____ EXERCISE MATERIALS

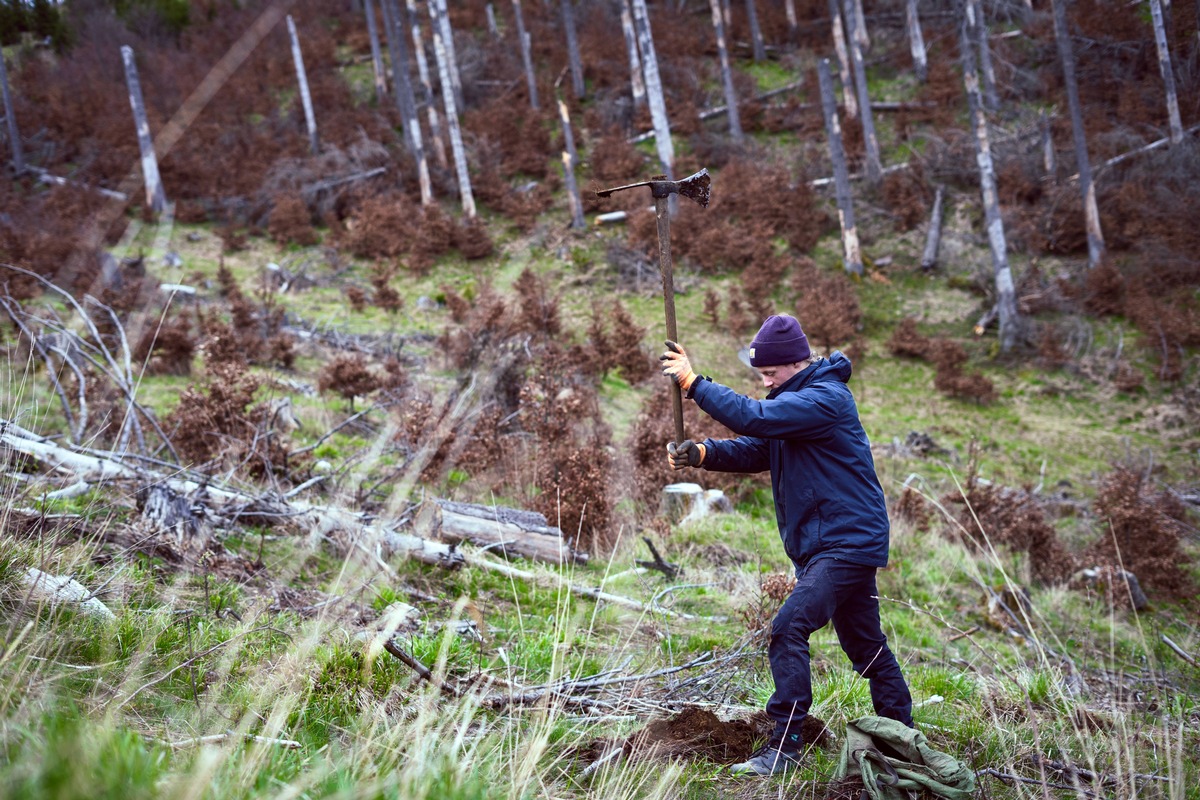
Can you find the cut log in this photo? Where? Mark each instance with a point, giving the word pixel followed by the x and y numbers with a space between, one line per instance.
pixel 509 531
pixel 60 590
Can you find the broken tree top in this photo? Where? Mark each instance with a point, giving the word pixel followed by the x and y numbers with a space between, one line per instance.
pixel 695 187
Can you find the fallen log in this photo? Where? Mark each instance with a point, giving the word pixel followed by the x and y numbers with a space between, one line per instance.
pixel 508 531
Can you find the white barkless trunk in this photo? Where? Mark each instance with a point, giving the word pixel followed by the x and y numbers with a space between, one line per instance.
pixel 156 197
pixel 841 176
pixel 1006 292
pixel 916 41
pixel 934 235
pixel 1164 66
pixel 18 156
pixel 460 155
pixel 1091 212
pixel 635 61
pixel 381 78
pixel 569 161
pixel 844 72
pixel 654 88
pixel 406 102
pixel 861 35
pixel 731 97
pixel 871 144
pixel 573 50
pixel 451 53
pixel 526 56
pixel 423 72
pixel 760 50
pixel 976 18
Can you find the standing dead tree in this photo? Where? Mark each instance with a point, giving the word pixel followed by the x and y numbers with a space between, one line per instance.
pixel 654 88
pixel 841 179
pixel 1086 186
pixel 731 96
pixel 845 74
pixel 573 50
pixel 448 100
pixel 637 83
pixel 1006 293
pixel 156 197
pixel 303 80
pixel 526 55
pixel 916 41
pixel 381 78
pixel 18 156
pixel 871 143
pixel 1164 66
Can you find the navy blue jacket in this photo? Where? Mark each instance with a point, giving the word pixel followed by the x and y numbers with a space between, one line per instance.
pixel 828 500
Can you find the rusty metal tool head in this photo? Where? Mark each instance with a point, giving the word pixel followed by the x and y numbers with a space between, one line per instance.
pixel 694 187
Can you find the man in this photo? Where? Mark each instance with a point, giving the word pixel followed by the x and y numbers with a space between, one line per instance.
pixel 831 512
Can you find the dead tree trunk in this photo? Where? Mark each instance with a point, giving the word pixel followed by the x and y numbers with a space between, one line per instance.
pixel 493 31
pixel 916 41
pixel 381 78
pixel 637 83
pixel 1006 292
pixel 156 198
pixel 402 88
pixel 844 71
pixel 573 50
pixel 1164 66
pixel 526 56
pixel 861 35
pixel 451 53
pixel 760 50
pixel 731 97
pixel 18 156
pixel 448 100
pixel 423 73
pixel 841 178
pixel 871 144
pixel 569 161
pixel 934 235
pixel 976 18
pixel 1049 161
pixel 1086 187
pixel 654 88
pixel 303 80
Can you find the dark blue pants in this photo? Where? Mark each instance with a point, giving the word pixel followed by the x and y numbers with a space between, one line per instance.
pixel 827 590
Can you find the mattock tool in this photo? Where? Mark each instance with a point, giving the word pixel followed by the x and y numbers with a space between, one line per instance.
pixel 695 187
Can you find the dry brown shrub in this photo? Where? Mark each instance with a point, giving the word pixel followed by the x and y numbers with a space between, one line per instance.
pixel 907 341
pixel 382 227
pixel 906 196
pixel 828 310
pixel 473 239
pixel 1140 530
pixel 349 376
pixel 291 222
pixel 167 349
pixel 995 515
pixel 219 423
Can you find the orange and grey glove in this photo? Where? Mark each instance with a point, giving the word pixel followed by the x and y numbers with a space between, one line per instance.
pixel 685 453
pixel 677 367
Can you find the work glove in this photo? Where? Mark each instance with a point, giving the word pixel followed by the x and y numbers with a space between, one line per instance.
pixel 685 453
pixel 677 367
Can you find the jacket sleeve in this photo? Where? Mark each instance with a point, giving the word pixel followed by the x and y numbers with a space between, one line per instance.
pixel 741 455
pixel 805 414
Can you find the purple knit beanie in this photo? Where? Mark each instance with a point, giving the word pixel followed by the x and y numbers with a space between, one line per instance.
pixel 779 341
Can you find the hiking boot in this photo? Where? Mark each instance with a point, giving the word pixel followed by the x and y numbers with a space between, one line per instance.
pixel 779 755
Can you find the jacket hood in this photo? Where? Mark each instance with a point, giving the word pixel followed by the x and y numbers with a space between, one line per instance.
pixel 835 367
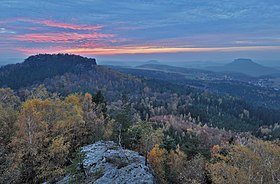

________

* **EXERCISE INSTRUCTIONS**:
Your job is to transcribe the entries above exactly; skip the pictures.

* **WRITTEN SOLUTION**:
Can you find the cut log in this photo? Where? Mark each instance with a point, giving the word pixel followed by the x and y numbers with a space between, one line per instance.
pixel 509 531
pixel 60 590
Can you find the broken tree top in this photo? Where? Mark each instance with a point, giving the word pixel followed by the x and y numbers with a space between, one line per instance.
pixel 695 187
Can you find the fallen log in this photo? Where? Mark each instance with a point, giving the word pixel followed by the x and y numbers with a space between, one line per instance.
pixel 508 531
Can you find the white barkless trunk in this photo? Where? Mark each instance with a point, giving the word pixel followed by the x and y numbers with a space between, one line per instance.
pixel 156 197
pixel 841 176
pixel 1006 292
pixel 916 41
pixel 934 235
pixel 1164 66
pixel 18 156
pixel 460 155
pixel 1091 212
pixel 635 61
pixel 381 78
pixel 569 161
pixel 844 72
pixel 654 88
pixel 406 102
pixel 861 35
pixel 731 97
pixel 871 144
pixel 573 50
pixel 451 53
pixel 526 56
pixel 423 72
pixel 760 50
pixel 976 18
Can you find the standing dead tree in this photo? Where? Mark each instance with a point, giving the word pixel followed by the x and y numbers with a space between, one line per instance.
pixel 654 88
pixel 841 179
pixel 1086 186
pixel 731 96
pixel 845 74
pixel 573 50
pixel 448 100
pixel 637 83
pixel 1006 293
pixel 156 197
pixel 303 80
pixel 526 55
pixel 916 41
pixel 381 78
pixel 18 156
pixel 871 143
pixel 1164 66
Can you find the navy blue jacket in this photo? Where? Mark each instance with a point, giving the word pixel followed by the x and y numbers with a space between, one line per instance.
pixel 828 500
Can you find the rusty metal tool head in this photo? Where? Mark each instance with a point, giving the word pixel followed by the x and y numbers with a space between, one line per instance.
pixel 694 187
Can you find the man in this photo? Where? Mark each instance with a point, giving the word pixel followed by the x and y numbers with a space between, one line per instance.
pixel 831 512
Can you find the dead tree trunk in this photo? Where? Mark each instance with a point, giving the word pixel followed by the x and y numbers with a space between, one line per instance.
pixel 493 31
pixel 916 41
pixel 381 78
pixel 637 83
pixel 1006 292
pixel 156 198
pixel 402 88
pixel 844 71
pixel 573 50
pixel 1164 66
pixel 526 56
pixel 861 35
pixel 451 53
pixel 760 50
pixel 731 97
pixel 18 156
pixel 448 100
pixel 423 73
pixel 841 178
pixel 871 144
pixel 569 161
pixel 934 235
pixel 976 18
pixel 1049 161
pixel 1086 187
pixel 654 88
pixel 303 80
Can you find the dark blue pants in this photo? Where? Mark each instance with a point, giving the word pixel followed by the x and y numbers with a space between, one line per instance.
pixel 827 590
Can you find the mattock tool in this photo? Where? Mark each instance with a point, giving the word pixel followed by the x and y numbers with a space between, one line per instance.
pixel 695 187
Can you find the dry brown shrub in this photo? Where? Mark each instance with a point, giving the word pixel followed by the x and y numbers with a space between, one line per instance.
pixel 907 341
pixel 382 227
pixel 906 196
pixel 828 310
pixel 473 239
pixel 1140 530
pixel 349 376
pixel 291 222
pixel 167 349
pixel 995 515
pixel 219 423
Can you find the orange and grey glove in this photo? Where? Mark each instance with a point, giving the word pixel followed by the x and y numbers with a space between, one line per instance.
pixel 685 453
pixel 677 367
Can you find the work glove in this photo? Where? Mark each instance with a point, giving the word pixel followed by the x and y numbers with a space between, one line per instance.
pixel 685 453
pixel 677 367
Can you find the jacket sleeve in this photo? Where? Mark each instance with a point, giving the word pixel followed by the x and y numbers with a space between, one line per instance.
pixel 741 455
pixel 805 414
Can you find the purple knit beanie in this photo? Where? Mark each instance with a point, giving the word pixel followed by the x and y numbers with a space between, one line per instance.
pixel 779 341
Can you find the hiking boot in this photo? Where? Mark each instance with a point, giving the word pixel followed by the x and y numbers with a space between, one line per instance.
pixel 779 755
Can you find the jacket hood in this photo? Where? Mark each instance with a point, giving the word pixel followed by the x and y numbers with a space between, one line per instance.
pixel 835 367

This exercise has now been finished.